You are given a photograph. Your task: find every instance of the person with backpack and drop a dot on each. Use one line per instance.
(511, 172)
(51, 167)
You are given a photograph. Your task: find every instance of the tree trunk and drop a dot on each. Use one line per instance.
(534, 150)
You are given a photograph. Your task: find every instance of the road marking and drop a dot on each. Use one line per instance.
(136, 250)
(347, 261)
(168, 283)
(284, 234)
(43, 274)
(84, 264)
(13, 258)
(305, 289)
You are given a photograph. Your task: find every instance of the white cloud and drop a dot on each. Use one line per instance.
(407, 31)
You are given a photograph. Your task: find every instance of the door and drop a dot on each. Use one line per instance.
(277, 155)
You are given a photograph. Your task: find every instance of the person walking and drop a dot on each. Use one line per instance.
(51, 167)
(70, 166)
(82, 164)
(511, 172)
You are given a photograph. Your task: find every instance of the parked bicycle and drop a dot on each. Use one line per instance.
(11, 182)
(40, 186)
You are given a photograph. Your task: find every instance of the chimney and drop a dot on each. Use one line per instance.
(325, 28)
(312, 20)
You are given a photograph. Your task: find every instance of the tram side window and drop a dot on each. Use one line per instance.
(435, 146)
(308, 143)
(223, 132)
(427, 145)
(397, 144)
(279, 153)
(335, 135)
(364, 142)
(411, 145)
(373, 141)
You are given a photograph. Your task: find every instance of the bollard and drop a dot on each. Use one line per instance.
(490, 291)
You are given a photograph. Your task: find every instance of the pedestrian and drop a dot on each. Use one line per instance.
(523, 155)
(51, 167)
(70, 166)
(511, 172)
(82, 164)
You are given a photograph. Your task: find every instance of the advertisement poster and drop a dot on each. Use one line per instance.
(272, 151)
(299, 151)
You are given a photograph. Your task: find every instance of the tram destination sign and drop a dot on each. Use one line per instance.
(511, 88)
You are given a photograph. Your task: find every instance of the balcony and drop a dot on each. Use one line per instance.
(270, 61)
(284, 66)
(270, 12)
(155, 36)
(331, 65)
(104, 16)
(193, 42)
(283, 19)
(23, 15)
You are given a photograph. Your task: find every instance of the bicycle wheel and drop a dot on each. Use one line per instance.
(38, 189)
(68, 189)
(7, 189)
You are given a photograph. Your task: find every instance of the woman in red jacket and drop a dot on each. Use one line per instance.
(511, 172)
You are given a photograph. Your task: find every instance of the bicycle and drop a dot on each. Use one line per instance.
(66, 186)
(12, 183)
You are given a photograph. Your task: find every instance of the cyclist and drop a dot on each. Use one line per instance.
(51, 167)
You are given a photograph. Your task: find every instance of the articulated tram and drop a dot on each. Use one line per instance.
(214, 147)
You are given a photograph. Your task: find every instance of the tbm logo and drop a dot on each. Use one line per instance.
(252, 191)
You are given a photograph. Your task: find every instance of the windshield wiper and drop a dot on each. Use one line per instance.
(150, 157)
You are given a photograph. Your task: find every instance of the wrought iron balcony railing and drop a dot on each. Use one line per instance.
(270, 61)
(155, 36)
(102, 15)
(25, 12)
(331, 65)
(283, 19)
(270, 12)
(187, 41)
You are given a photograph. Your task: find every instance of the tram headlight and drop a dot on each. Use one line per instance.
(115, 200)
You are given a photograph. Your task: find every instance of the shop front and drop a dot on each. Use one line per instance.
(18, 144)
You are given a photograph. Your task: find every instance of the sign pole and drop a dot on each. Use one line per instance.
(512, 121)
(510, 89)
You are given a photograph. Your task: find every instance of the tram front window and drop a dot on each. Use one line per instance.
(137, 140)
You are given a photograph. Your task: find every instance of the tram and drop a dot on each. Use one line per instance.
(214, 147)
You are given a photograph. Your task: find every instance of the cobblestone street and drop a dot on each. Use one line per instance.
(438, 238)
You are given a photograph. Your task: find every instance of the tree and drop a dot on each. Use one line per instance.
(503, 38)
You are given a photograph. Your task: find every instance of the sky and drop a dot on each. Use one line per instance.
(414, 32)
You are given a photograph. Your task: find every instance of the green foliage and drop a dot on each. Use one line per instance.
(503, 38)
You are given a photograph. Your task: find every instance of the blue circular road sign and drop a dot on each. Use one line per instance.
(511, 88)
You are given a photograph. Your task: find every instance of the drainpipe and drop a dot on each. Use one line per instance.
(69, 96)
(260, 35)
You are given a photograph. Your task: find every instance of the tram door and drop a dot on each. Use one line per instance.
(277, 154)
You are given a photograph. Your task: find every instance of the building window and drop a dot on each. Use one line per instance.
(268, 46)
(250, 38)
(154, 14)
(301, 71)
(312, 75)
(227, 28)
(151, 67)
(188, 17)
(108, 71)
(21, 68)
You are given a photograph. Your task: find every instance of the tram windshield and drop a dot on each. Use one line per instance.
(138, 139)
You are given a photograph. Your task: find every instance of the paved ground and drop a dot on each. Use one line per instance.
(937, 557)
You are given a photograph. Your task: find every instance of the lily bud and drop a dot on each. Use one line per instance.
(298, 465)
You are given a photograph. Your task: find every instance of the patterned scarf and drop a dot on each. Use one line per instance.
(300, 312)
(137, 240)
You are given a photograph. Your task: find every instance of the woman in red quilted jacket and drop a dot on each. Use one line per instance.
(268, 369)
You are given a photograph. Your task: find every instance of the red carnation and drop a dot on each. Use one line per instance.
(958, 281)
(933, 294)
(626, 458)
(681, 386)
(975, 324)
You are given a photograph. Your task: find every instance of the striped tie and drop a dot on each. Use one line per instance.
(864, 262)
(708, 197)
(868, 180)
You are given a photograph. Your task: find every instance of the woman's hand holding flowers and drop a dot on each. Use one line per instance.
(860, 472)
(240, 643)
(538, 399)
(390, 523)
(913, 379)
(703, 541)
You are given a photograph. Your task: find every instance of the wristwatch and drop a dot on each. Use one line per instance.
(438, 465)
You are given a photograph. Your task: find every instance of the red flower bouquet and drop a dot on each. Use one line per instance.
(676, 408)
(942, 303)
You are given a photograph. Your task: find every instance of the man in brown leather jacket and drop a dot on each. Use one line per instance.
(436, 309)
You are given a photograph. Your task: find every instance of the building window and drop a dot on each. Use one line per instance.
____________________
GIVEN PROBLEM: Return, unchanged, each line from the line containing "the tram windshield" through the last line of the material.

REPLY:
You are given a photograph. Your task: find every instance of the tram windshield and drop a dot on each. Use one line per instance.
(138, 139)
You are given a photograph. Your task: find every instance of the paved ground and drop a dot on each. Use one line per instance.
(937, 557)
You are given a photograph. Your task: find every instance of the lily bud and drop a dot on each. Use one line per instance.
(298, 465)
You are given a photograph. Your task: find every instance of the patterned scarf and drop a dot on each. Use one line per instance.
(300, 312)
(137, 240)
You are given a photograph. Your task: find every instance of the woman in red quilted jacket and drop a dot on each. Use one line per instance.
(268, 369)
You are given a photograph. Your task: find every instance of the red carnation and drop a dot on each. Use one line per instance.
(958, 281)
(933, 294)
(626, 458)
(681, 386)
(975, 324)
You are given a photograph. Your task: find every instance of the striped tie and drop a dot on each. Use one line per instance.
(864, 262)
(708, 197)
(868, 180)
You are given a photograph. Your task: find every instance of the woman's hand holding flowers and drop a dot on each. Use one line per instance.
(860, 472)
(240, 643)
(538, 399)
(390, 523)
(913, 379)
(703, 541)
You are given a photograph. Your task: find every instance of the wristwatch and drop a dot on each. Use one line per instance.
(438, 465)
You are given a photograph. Your task: find every instance of the red flower bouquet and drop a dot on each. Use one line per instance.
(676, 408)
(942, 303)
You are given a photograph. Your task: find every instance of the man in brown leather jacket and drop a dot on each. Use one line per instance.
(436, 309)
You are given a photograph. Your task: find every instance of the building window and drop a dot on each. Use one line per instance.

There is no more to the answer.